● **Exercise objective**
List each line in the records below that contains the string "dark", treating uppercase and lowercase as different.

══════════

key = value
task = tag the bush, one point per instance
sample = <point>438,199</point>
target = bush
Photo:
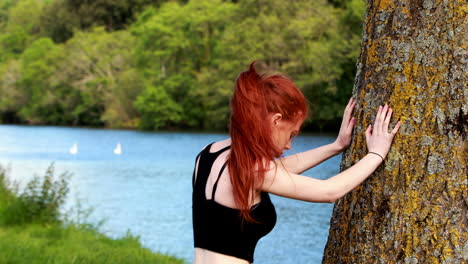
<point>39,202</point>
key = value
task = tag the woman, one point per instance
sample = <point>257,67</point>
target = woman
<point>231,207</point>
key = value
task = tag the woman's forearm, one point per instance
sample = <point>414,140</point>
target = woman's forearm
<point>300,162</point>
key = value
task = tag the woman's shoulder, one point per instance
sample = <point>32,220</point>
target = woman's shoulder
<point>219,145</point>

══════════

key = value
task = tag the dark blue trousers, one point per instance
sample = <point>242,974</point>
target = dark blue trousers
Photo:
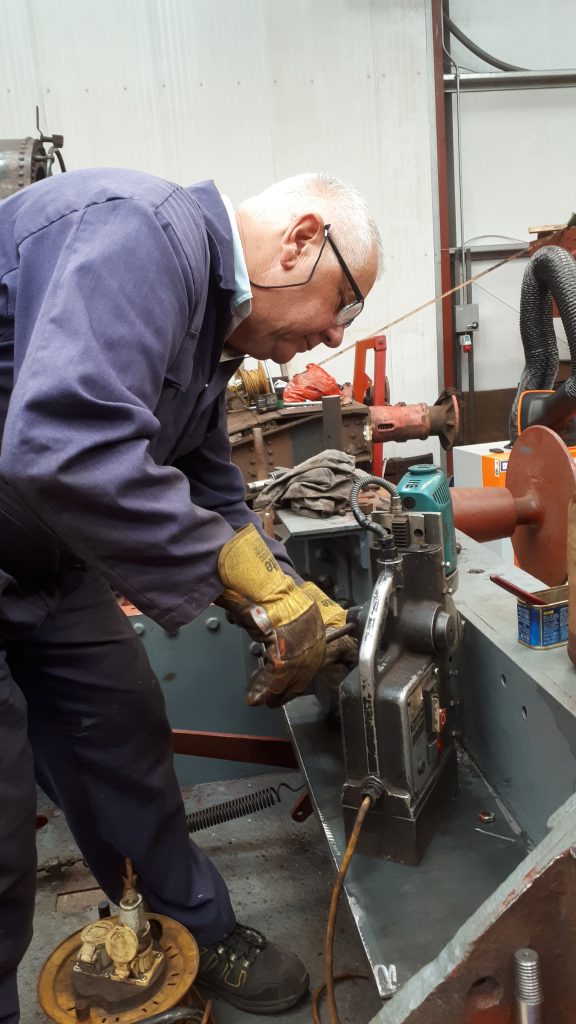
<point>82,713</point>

══════════

● **Task answer**
task = tag the dark blue trousers, one point per instance
target = dark blue trousers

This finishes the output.